■ Task list:
[1] According to the streaming ratings report, how many unique households did Samba TV record for Ginny & Georgia in its first four days?
[2] Reproduce the streaming ratings report word for word, covering everything from "Here’s the next" down to "audience over time.".

═════ Exercise text

Today, the theme of the week was surprises. I’ll look at two buzzy theatrical films (though not buzzy for the right reasons), Netflix’s latest big straight-to-streaming film and their latest sitcom, a famous director’s latest film miss, a Disney+ surprise, all the flops, bombs and misses, and a whole lot more. But we start with two shows that wowed me with how well they did, and one that surprised me in the other direction…
(Reminder: The streaming ratings report focuses on the U.S. market and compiles data from Nielsen’s weekly top ten viewership ranks, Luminate’s Top Ten Data, Showlabs, TV Time trend data, Samba TV household viewership, company datecdotes, and Netflix hours viewed data, Google Trends, and IMDb to determine the most popular content. While most data points are current, Nielsen’s data covers the weeks of June 2nd to June 15th.)
Television – Two Big Hits and 3 Misses/Disappointments
Two shows genuinely surprised me with how well they did this week…while one other show surprised me with how poorly it did. So let’s start with the good news.
Two Big Hits
Don’t get me wrong: I love melodramas like Netflix’s Ginny & Georgia. I think you can build a streamer around melodramas, though you won’t get as much positive press as you do with prestige TV shows. In particular, I think Disney should embrace this genre for Hulu, using it to appeal to the presumed moms of the kids using Disney+, even if it means sacrificing awards buzz.
For now, Netflix seemingly owns (owned?) this genre. (I wrote “has” because a key executive who shepherded some of these projects left a few years back.)
Still, with all that love for this genre, Ginny & Georgia surprised me at how well it did…
Yeah, Ginny & Georgia’s third season managed to get over 40 million hours two weeks in a row, good for the 40th and 41st best single weeks since 2021. Those are monster numbers.
It got up to 55 million hours on Luminate, and Samba TV had it doing 1.4 million unique households in its first four days, and it climbed to the second and third spots on Samba TV.
Here’s the next surprise: Love Island USA on Peacock keeps getting stronger each season, with the latest season debuting at 12.9M hours and then climbing to 18.2 million hours on Nielsen. (Interesting data note: the first three seasons of Love Island USA stream on Hulu and Paramount+. Nielsen told me that the bulk of the viewing for this series, though, is on Peacock, so I have it classified as “Peacock” on the charts.)
On Luminate, this one got all the way up to 28.3 million hours. It also gets up to second place on Samba TV, so all the data sources agree this one is a legit hit, and it’s growing its audience over time.

══════════
═════ Information

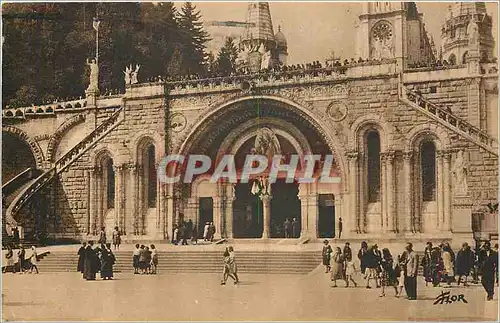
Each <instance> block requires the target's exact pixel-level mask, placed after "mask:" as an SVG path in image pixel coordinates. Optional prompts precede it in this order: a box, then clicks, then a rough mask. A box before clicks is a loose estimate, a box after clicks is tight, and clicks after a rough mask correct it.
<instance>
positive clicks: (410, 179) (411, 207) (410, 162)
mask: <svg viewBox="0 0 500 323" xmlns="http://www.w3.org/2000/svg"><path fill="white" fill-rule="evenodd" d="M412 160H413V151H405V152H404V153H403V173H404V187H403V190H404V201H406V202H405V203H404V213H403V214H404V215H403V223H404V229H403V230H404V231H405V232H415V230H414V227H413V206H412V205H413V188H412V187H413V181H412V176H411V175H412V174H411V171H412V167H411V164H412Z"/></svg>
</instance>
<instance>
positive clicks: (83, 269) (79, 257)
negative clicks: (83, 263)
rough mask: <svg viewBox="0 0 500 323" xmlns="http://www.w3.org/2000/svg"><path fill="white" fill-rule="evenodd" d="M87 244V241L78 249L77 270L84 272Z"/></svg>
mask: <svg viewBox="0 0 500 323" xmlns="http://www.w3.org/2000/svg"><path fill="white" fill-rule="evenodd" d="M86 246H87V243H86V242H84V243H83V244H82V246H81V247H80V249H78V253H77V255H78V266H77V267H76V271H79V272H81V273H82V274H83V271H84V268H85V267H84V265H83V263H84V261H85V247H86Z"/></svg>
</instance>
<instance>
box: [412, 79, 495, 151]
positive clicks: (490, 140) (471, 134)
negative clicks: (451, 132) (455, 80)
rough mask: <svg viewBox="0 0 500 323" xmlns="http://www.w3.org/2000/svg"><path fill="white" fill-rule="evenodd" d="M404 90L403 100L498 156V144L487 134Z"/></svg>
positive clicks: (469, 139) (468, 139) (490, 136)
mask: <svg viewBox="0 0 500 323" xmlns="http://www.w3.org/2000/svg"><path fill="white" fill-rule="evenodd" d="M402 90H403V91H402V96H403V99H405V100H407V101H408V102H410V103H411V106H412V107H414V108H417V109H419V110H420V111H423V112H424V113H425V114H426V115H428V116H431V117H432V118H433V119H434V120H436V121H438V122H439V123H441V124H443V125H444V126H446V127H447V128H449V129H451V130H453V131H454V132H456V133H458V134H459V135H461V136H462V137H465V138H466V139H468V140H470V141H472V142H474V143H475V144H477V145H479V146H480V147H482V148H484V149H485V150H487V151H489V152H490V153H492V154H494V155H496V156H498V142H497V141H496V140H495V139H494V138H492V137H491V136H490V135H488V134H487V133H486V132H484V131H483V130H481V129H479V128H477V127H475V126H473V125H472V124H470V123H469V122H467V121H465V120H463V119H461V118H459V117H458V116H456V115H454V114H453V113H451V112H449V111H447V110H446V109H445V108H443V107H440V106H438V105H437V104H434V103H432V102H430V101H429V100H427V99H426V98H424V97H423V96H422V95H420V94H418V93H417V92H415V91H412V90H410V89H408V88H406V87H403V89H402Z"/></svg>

══════════

■ Answer set:
[1] 1.4 million unique households.

[2]
Here’s the next surprise: Love Island USA on Peacock keeps getting stronger each season, with the latest season debuting at 12.9M hours and then climbing to 18.2 million hours on Nielsen. (Interesting data note: the first three seasons of Love Island USA stream on Hulu and Paramount+. Nielsen told me that the bulk of the viewing for this series, though, is on Peacock, so I have it classified as “Peacock” on the charts.)
On Luminate, this one got all the way up to 28.3 million hours. It also gets up to second place on Samba TV, so all the data sources agree this one is a legit hit, and it’s growing its audience over time.